→ Extrait de page:
►
L’Assemblée nationale d’Alba Iulia
Journée froide d’hiver, le 1er décembre 1918 fut une journée remplie de joie. Même si de nos jours, les festivités solennelles qui marquent chaque année cet événement ont fini par en éroder un peu la valeur, en nous faisant penser que l’enthousiasme général manifesté par la population à ce moment-là n’aurait pas été si grand, les sources de l’époque attestent le fait qu’en Transylvanie, les foules manifestaient ouvertement leur joie à l’approche de ce 1er décembre. Cette joie marquait la fin d’une guerre traumatisante de tranchées. A la joie de voir la paix enfin s’installer s’ajoutait celle de la naissance la Grande Roumanie, pour laquelle tant de gens avaient sacrifié leur vie sur les fronts des Carpates et du Danube.
Steliu Lambru, 08.12.2019, 16:13
Journée froide d’hiver, le 1er décembre 1918 fut une journée remplie de joie. Même si de nos jours, les festivités solennelles qui marquent chaque année cet événement ont fini par en éroder un peu la valeur, en nous faisant penser que l’enthousiasme général manifesté par la population à ce moment-là n’aurait pas été si grand, les sources de l’époque attestent le fait qu’en Transylvanie, les foules manifestaient ouvertement leur joie à l’approche de ce 1er décembre. Cette joie marquait la fin d’une guerre traumatisante de tranchées. A la joie de voir la paix enfin s’installer s’ajoutait celle de la naissance la Grande Roumanie, pour laquelle tant de gens avaient sacrifié leur vie sur les fronts des Carpates et du Danube.
La joie des Roumains d’Autriche-Hongrie s’explique aussi par le fait que beaucoup d’entre eux avaient combattu pendant toutes les 4 années difficiles de guerre et vu la mort sous ses formes les plus terrifiantes. Si ce n’étaient que les 12 combats menés le long de la rivière Isonzo, à la frontière italo-slovène, cela aurait suffi pour justifier la joie avec laquelle les gens accueillaient la paix. La presse de l’époque, les correspondances, les journaux et les mémoires conservés jusqu’à nos jours témoignent de l’atmosphère enthousiaste des jours qui ont précédé le 1er décembre 1918. Les gens voulaient s’organiser, écarter les effets de la guerre, ramener dans leur pays la paix, la prospérité économique et la sécurité. Un retour à la normalité en ce début d’hiver et à l’approche des fêtes de fin d’année 1918 était considéré avec beaucoup d’optimisme.
◄
→ Énoncé: Résumez en deux phrases l’extrait consacré à l’Assemblée nationale d’Alba Iulia. Les enregistrements forment un matériau indépendant de l’extrait.

→ Informations fournies:
►
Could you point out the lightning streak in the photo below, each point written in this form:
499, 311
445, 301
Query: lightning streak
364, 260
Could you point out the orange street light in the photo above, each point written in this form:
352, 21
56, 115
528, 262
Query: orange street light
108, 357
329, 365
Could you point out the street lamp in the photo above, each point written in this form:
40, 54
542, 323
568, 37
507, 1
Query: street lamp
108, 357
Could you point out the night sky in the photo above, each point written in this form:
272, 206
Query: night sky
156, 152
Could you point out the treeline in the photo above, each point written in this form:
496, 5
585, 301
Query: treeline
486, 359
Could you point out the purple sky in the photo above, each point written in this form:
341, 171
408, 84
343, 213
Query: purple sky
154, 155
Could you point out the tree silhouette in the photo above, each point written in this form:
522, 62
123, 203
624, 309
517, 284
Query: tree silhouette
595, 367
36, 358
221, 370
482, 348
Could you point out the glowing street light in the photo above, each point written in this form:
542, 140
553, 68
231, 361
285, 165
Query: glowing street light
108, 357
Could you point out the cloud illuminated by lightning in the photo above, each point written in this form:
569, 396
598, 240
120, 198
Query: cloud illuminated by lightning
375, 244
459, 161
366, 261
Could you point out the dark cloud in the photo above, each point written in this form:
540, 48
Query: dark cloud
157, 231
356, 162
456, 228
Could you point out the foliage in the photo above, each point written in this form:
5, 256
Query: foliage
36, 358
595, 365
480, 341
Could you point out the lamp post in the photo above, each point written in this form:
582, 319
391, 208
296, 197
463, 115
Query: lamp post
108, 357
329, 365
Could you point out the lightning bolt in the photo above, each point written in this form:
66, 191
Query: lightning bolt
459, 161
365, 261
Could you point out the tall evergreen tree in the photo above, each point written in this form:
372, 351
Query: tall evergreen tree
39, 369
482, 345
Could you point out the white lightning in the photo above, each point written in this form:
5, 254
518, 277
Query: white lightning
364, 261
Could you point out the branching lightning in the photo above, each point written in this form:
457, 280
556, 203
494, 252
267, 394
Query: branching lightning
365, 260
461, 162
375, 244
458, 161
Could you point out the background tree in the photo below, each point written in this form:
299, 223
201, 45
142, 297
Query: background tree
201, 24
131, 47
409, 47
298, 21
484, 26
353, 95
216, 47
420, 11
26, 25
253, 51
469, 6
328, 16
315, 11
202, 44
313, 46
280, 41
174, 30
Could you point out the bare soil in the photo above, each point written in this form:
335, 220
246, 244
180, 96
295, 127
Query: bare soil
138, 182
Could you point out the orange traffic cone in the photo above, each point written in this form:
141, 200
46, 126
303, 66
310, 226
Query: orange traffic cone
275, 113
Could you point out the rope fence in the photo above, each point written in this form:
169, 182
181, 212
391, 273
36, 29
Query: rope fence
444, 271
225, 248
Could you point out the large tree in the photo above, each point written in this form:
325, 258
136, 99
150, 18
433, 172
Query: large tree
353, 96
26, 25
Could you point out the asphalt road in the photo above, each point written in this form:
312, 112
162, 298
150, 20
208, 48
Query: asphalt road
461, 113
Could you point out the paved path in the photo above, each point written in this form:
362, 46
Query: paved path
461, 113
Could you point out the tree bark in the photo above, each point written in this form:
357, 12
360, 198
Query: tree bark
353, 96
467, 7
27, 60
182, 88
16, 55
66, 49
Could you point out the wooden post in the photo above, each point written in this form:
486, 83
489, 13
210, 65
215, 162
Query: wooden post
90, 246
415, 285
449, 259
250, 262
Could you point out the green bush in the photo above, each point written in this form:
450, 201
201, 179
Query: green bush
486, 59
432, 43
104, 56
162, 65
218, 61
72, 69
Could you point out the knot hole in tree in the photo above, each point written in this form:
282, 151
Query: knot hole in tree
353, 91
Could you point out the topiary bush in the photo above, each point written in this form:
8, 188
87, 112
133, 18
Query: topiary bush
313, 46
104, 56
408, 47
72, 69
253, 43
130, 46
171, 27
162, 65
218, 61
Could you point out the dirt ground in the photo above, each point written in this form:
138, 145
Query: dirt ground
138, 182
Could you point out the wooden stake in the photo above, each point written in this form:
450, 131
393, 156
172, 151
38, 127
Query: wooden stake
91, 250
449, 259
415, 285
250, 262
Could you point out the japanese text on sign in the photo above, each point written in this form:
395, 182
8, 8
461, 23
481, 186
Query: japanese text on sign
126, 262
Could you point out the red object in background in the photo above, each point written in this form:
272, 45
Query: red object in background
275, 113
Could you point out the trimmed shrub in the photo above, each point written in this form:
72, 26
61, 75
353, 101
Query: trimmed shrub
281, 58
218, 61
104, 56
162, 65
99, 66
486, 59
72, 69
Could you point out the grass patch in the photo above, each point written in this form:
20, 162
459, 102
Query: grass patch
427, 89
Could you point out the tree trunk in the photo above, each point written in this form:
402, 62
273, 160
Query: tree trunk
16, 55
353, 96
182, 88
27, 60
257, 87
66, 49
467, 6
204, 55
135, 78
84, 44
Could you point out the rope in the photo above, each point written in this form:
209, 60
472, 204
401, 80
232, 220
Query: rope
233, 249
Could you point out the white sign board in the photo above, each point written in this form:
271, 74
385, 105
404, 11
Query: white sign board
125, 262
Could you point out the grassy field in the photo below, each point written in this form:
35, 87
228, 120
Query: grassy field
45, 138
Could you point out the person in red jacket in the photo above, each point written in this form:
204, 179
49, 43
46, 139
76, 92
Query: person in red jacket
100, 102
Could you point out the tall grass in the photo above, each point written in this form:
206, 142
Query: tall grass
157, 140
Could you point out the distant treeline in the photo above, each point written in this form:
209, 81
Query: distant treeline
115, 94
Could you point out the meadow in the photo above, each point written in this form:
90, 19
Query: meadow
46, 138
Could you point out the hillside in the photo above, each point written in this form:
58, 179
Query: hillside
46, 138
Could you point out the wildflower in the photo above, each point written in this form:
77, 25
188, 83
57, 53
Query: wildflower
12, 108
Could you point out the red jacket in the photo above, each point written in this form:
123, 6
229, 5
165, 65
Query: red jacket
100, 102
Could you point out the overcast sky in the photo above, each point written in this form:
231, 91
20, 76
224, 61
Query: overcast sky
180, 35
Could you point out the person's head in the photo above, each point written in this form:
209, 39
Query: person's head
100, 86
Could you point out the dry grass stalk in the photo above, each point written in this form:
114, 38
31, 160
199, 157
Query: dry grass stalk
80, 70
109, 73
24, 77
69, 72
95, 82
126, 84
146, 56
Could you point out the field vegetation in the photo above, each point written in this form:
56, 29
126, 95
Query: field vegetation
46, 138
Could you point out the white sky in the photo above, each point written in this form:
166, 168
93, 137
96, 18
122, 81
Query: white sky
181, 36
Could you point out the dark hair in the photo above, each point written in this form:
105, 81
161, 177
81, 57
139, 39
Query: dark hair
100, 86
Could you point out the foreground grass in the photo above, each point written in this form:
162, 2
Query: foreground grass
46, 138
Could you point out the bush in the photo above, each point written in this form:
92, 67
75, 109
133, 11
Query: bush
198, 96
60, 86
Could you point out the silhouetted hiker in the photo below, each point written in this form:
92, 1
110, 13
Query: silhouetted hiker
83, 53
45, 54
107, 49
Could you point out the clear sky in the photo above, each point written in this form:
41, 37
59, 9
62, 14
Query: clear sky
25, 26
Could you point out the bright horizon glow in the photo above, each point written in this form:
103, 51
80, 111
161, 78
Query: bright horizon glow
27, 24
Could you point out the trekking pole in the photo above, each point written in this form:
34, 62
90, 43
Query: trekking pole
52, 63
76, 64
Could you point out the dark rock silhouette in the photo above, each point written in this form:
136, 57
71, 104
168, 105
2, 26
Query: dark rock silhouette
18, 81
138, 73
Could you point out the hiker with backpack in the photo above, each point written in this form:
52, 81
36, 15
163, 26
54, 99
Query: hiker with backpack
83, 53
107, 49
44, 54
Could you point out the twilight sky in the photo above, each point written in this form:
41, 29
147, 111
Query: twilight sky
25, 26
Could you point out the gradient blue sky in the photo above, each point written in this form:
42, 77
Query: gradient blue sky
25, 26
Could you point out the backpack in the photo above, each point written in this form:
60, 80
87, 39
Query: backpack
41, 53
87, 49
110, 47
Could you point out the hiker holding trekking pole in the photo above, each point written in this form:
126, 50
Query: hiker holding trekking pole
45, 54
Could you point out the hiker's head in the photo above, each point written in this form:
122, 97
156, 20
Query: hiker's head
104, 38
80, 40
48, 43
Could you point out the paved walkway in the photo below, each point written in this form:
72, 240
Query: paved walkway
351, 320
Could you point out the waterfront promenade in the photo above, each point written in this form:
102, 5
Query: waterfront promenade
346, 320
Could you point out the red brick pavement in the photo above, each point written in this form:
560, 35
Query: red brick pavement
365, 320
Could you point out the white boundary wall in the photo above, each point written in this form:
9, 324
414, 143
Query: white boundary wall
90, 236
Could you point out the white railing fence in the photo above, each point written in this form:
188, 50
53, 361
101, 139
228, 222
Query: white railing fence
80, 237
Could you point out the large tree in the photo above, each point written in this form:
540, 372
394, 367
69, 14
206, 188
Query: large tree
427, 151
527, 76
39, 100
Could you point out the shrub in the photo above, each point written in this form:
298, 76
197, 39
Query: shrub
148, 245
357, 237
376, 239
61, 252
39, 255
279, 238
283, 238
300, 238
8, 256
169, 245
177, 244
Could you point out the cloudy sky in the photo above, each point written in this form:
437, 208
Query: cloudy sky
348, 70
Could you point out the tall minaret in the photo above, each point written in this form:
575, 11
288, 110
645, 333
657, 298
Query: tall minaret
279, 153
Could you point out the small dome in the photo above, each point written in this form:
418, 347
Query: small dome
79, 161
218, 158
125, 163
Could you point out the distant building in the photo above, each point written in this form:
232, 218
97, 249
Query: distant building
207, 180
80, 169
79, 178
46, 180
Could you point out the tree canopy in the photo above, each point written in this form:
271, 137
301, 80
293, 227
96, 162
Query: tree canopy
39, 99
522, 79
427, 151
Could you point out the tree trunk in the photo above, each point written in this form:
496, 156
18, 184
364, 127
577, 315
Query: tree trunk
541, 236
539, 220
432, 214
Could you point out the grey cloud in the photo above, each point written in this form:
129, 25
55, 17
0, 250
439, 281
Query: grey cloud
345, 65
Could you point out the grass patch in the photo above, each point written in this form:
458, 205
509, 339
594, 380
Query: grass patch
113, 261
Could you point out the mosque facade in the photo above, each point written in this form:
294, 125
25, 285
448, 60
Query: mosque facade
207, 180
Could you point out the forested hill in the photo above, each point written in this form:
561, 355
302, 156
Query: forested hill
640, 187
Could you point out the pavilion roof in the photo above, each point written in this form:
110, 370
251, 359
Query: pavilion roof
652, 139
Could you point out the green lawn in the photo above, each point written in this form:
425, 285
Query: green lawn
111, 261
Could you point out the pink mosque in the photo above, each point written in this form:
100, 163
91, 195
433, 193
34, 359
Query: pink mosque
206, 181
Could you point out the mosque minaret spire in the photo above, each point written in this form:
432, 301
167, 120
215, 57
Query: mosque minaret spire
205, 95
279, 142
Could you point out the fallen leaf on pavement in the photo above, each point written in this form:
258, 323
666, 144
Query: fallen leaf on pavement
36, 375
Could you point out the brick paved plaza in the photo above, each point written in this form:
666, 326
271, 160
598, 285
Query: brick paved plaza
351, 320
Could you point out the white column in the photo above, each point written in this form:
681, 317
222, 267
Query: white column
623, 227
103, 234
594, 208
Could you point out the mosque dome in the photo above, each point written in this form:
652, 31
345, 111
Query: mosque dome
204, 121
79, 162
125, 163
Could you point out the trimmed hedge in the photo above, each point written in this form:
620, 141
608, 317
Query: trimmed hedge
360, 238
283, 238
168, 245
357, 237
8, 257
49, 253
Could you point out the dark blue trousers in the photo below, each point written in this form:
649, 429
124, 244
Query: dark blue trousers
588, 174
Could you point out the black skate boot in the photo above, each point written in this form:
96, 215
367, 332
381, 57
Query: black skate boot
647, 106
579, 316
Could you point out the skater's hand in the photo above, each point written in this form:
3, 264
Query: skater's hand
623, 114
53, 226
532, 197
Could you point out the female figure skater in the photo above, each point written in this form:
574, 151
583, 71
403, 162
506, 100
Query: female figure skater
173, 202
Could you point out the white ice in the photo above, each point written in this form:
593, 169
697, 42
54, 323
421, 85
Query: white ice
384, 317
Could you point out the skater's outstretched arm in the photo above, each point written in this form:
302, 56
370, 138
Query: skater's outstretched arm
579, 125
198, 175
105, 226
◄
→ Corrigé: Le 1er décembre 1918, froide journée d’hiver, fut marqué en Transylvanie par une joie populaire attestée par les sources de l’époque, joie liée à la fin d’une guerre traumatisante de tranchées et à la naissance de la Grande Roumanie. Les Roumains d’Autriche-Hongrie, dont beaucoup avaient combattu pendant les quatre années de guerre, voulaient retrouver la paix, la prospérité économique et la sécurité, et envisageaient le retour à la normalité avec beaucoup d’optimisme.